-- PROBLEM --
Set down exactly the lines below between the line holding "of the brick" and the line holding "the railway track.", inclusive; no other line belongs in the answer.

-- DATASET RECORDS --
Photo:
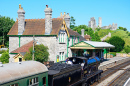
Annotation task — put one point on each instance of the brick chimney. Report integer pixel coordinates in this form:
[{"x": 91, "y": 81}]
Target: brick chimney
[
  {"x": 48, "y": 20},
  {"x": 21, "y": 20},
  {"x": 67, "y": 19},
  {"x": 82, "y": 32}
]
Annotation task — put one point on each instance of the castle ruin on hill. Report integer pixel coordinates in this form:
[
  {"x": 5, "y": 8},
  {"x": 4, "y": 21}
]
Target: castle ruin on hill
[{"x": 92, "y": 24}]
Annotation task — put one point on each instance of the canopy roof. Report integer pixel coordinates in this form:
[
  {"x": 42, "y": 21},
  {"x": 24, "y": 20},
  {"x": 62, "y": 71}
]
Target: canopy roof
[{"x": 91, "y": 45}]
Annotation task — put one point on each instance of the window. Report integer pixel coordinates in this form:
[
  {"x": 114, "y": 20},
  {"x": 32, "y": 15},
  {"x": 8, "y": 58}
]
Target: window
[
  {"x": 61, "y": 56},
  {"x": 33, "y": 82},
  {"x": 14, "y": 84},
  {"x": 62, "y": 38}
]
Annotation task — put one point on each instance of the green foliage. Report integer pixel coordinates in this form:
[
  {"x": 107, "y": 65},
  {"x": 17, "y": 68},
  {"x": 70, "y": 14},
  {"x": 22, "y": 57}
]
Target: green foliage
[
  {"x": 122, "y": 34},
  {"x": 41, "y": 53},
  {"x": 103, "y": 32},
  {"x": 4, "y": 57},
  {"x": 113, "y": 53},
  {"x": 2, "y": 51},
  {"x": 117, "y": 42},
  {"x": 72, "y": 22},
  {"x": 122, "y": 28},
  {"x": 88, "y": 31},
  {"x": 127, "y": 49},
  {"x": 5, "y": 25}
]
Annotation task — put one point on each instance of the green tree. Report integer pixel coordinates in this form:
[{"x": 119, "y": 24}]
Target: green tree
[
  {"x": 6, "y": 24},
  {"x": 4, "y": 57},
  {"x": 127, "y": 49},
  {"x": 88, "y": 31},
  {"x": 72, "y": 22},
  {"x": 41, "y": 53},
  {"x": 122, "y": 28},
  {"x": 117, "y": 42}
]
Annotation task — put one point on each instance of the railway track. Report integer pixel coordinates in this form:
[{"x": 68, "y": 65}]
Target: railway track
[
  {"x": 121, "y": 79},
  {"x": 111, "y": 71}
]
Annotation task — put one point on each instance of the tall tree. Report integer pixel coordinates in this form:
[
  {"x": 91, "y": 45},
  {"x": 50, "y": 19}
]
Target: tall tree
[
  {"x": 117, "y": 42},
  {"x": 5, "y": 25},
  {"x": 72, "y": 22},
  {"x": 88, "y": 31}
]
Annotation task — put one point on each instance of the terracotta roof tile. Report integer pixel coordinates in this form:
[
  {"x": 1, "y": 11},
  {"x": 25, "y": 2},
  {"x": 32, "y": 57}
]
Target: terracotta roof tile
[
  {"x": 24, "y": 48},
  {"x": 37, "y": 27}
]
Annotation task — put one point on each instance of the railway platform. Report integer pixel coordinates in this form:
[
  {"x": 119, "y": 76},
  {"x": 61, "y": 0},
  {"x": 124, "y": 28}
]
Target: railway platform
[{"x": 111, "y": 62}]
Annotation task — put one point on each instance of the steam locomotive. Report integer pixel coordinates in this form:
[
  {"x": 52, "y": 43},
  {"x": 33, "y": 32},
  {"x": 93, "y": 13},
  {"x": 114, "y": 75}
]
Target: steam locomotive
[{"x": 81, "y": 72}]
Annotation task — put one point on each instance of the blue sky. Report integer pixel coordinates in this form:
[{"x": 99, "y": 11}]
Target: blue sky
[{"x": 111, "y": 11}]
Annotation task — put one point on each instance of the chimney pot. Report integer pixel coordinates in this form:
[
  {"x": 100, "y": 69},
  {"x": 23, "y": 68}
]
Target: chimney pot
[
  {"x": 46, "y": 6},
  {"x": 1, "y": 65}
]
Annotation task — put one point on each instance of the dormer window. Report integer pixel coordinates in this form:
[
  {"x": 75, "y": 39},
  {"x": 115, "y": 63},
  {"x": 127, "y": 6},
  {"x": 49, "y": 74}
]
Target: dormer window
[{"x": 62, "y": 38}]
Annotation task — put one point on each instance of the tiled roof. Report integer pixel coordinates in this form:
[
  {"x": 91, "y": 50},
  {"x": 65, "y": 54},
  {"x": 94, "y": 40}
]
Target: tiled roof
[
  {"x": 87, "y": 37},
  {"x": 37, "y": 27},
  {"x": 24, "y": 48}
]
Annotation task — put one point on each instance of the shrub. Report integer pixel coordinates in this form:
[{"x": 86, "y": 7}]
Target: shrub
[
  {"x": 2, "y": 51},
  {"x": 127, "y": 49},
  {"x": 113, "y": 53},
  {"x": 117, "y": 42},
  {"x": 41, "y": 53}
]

--

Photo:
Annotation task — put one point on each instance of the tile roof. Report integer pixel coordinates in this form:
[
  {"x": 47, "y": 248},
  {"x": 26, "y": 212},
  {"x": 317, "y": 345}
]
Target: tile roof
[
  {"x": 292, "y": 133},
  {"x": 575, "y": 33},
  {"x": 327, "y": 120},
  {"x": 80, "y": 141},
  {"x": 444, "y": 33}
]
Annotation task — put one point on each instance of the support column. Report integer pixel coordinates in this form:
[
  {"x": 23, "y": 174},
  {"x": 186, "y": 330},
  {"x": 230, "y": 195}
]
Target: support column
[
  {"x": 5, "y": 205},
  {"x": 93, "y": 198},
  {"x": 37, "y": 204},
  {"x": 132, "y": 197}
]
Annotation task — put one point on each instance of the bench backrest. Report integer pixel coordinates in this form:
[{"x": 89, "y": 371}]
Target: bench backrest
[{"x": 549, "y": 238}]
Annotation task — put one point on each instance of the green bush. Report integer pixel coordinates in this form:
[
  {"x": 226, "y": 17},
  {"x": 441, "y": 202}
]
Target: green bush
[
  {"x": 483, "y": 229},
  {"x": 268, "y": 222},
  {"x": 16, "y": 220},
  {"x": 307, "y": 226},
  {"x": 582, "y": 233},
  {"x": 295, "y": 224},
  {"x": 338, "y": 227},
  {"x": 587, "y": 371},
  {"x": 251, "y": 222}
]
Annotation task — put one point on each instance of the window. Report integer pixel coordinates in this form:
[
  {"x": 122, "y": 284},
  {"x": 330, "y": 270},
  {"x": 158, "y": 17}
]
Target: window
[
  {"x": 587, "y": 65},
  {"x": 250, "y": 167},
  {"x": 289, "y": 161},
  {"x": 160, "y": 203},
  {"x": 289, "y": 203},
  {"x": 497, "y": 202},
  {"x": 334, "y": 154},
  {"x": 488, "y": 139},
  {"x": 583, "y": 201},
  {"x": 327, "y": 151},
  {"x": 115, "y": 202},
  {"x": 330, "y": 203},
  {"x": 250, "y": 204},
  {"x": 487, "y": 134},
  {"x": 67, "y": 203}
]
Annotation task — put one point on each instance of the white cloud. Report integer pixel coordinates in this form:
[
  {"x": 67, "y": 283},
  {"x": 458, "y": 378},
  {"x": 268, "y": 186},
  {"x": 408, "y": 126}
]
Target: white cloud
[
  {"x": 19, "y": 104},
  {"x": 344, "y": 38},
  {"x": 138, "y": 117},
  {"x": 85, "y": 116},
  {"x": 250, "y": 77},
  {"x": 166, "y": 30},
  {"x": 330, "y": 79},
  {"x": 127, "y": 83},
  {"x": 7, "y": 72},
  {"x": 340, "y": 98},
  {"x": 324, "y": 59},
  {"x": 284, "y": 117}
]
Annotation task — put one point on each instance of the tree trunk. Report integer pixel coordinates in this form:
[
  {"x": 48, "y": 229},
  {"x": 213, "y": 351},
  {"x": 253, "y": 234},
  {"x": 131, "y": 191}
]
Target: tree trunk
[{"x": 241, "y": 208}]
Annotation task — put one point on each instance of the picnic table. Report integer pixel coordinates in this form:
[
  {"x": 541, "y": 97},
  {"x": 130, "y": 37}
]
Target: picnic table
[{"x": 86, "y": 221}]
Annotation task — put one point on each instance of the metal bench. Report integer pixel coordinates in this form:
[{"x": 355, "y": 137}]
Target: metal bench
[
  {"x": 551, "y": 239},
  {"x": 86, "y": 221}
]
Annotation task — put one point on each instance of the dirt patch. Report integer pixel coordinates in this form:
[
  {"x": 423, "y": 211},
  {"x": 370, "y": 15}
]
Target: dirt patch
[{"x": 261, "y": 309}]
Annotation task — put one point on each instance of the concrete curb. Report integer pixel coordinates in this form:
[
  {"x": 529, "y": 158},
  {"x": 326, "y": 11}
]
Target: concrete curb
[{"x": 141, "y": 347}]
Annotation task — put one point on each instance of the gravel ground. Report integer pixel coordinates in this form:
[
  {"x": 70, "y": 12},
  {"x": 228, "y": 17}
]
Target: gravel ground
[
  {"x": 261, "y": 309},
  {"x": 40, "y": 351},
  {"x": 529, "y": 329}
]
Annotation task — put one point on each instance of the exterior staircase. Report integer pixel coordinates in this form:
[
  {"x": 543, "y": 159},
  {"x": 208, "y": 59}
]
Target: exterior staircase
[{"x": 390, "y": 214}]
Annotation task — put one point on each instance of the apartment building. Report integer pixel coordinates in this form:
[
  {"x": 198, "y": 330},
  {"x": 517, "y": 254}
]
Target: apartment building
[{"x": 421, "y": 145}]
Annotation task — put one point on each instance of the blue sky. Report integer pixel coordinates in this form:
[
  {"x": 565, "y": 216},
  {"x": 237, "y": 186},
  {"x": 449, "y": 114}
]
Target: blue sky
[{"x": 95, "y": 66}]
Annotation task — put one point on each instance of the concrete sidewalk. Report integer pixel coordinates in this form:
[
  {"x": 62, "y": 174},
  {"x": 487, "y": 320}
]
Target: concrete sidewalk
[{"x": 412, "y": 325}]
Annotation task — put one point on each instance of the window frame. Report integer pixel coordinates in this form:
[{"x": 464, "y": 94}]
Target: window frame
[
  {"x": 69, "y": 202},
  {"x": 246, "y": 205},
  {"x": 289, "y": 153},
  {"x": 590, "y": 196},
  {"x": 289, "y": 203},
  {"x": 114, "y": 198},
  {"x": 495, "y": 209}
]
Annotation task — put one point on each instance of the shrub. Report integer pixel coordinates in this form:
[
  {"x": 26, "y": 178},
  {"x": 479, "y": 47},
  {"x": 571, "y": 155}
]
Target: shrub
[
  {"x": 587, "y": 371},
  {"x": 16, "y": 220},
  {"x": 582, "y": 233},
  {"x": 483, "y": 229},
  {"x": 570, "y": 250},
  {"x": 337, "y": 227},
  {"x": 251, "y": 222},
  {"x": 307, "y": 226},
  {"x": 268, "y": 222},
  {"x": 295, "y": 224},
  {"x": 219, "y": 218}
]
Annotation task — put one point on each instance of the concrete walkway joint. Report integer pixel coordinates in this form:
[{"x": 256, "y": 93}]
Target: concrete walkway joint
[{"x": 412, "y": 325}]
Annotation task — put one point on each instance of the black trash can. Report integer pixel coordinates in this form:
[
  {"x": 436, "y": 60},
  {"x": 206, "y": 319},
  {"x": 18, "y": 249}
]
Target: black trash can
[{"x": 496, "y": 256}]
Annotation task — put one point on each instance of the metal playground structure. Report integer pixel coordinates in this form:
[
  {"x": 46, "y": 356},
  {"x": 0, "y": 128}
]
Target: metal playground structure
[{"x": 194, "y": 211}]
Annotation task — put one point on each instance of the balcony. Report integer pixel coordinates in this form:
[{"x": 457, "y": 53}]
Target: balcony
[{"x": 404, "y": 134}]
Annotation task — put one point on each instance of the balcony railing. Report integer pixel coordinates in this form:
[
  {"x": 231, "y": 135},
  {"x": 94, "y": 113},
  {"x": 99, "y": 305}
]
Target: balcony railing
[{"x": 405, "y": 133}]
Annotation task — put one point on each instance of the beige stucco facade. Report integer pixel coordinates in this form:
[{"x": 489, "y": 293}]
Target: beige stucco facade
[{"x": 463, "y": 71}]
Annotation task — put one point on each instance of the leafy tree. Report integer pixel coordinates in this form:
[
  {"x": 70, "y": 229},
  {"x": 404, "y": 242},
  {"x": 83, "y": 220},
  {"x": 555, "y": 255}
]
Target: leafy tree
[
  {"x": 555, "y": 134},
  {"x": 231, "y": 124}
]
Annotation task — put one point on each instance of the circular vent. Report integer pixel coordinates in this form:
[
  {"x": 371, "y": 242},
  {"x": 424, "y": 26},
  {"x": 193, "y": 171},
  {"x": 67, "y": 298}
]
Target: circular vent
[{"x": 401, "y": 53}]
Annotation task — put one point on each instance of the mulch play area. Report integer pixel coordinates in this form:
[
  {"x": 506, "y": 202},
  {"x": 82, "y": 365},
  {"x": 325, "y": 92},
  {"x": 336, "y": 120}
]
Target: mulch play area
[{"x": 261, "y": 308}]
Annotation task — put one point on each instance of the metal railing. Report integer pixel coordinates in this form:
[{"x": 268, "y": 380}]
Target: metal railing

--

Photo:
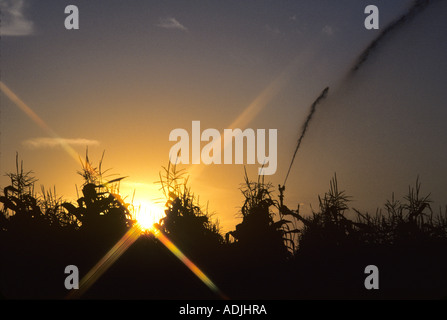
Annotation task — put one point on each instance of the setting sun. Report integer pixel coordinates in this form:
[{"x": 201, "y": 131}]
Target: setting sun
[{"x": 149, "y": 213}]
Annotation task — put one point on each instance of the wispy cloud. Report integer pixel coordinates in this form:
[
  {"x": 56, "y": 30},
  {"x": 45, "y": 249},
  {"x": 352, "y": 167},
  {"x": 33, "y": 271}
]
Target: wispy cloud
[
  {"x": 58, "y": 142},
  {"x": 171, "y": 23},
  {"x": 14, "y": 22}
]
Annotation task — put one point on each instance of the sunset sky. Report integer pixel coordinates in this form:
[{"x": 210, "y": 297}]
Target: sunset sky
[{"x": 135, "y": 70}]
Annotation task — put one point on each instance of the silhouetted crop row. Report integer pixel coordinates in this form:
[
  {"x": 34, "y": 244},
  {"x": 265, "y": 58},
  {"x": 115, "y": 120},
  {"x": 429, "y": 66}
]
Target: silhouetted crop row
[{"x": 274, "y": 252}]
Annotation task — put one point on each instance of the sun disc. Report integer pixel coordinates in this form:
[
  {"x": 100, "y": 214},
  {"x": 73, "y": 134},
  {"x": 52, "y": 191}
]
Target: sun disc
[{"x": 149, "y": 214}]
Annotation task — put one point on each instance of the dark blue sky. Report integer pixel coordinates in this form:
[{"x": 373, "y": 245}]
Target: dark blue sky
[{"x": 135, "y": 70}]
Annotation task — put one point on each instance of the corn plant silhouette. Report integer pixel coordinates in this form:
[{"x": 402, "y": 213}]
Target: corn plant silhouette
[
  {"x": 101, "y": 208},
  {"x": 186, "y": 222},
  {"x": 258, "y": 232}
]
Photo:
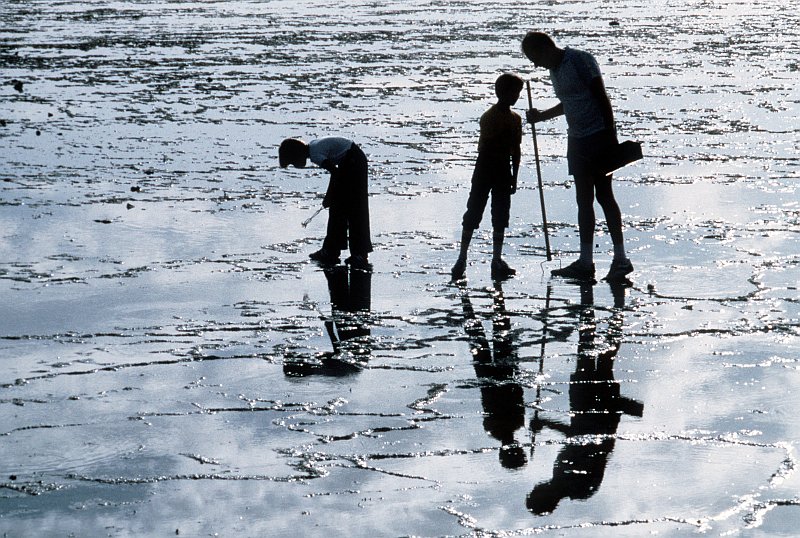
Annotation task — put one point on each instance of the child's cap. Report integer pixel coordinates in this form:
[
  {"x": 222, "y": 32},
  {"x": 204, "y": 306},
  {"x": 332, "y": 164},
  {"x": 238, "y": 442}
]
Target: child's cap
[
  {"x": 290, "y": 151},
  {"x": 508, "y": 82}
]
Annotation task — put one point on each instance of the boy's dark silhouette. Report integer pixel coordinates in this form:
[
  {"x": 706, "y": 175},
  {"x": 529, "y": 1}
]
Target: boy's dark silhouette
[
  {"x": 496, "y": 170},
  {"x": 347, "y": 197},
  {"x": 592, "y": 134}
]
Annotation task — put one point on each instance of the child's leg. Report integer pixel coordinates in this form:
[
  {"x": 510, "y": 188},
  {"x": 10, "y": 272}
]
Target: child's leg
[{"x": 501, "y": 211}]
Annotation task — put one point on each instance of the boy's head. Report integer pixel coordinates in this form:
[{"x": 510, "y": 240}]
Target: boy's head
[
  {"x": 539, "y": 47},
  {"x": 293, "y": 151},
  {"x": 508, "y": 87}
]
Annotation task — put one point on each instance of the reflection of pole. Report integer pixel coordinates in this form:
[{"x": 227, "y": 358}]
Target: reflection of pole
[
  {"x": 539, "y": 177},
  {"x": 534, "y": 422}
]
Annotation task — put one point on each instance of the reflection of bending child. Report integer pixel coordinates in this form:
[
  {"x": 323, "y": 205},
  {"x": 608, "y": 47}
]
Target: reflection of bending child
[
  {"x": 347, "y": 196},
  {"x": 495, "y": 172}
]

-- SOLUTION BELOW --
Annotation task — put one point on each instance of the brick chimney. Report integer pixel coordinates in this form:
[{"x": 91, "y": 81}]
Target: brick chimney
[
  {"x": 48, "y": 20},
  {"x": 21, "y": 20},
  {"x": 67, "y": 19},
  {"x": 82, "y": 32}
]
Annotation task — put one point on each instance of the castle ruin on hill. Report integer pixel coordinates in this form:
[
  {"x": 5, "y": 8},
  {"x": 4, "y": 21}
]
Target: castle ruin on hill
[{"x": 92, "y": 24}]
Annotation task — put one point on each instance of the canopy roof. Report integer pixel coordinates in this form:
[
  {"x": 42, "y": 21},
  {"x": 24, "y": 20},
  {"x": 62, "y": 71}
]
Target: canopy roof
[{"x": 91, "y": 45}]
Annotation task — put one point on each instance of the window. Report integer pixel coordinates in this form:
[
  {"x": 114, "y": 20},
  {"x": 32, "y": 15},
  {"x": 8, "y": 58}
]
Target: window
[
  {"x": 61, "y": 56},
  {"x": 33, "y": 82},
  {"x": 14, "y": 84},
  {"x": 62, "y": 38}
]
Annotation task — put one point on each instance of the green foliage. Report integer pixel coordinates in this form:
[
  {"x": 107, "y": 65},
  {"x": 17, "y": 68},
  {"x": 70, "y": 14},
  {"x": 22, "y": 57}
]
Target: green foliage
[
  {"x": 122, "y": 34},
  {"x": 41, "y": 53},
  {"x": 103, "y": 32},
  {"x": 4, "y": 57},
  {"x": 113, "y": 53},
  {"x": 2, "y": 51},
  {"x": 117, "y": 42},
  {"x": 72, "y": 22},
  {"x": 122, "y": 28},
  {"x": 88, "y": 31},
  {"x": 127, "y": 49},
  {"x": 5, "y": 25}
]
Annotation task — put one point on each instance of the green tree. Report integer pixel coordinates in this form:
[{"x": 119, "y": 24}]
Target: green tree
[
  {"x": 6, "y": 24},
  {"x": 4, "y": 57},
  {"x": 127, "y": 49},
  {"x": 88, "y": 31},
  {"x": 72, "y": 22},
  {"x": 41, "y": 53},
  {"x": 122, "y": 28},
  {"x": 117, "y": 42}
]
Annotation task — put one point on each instance of the railway track. Report integer pixel coordinates in this form:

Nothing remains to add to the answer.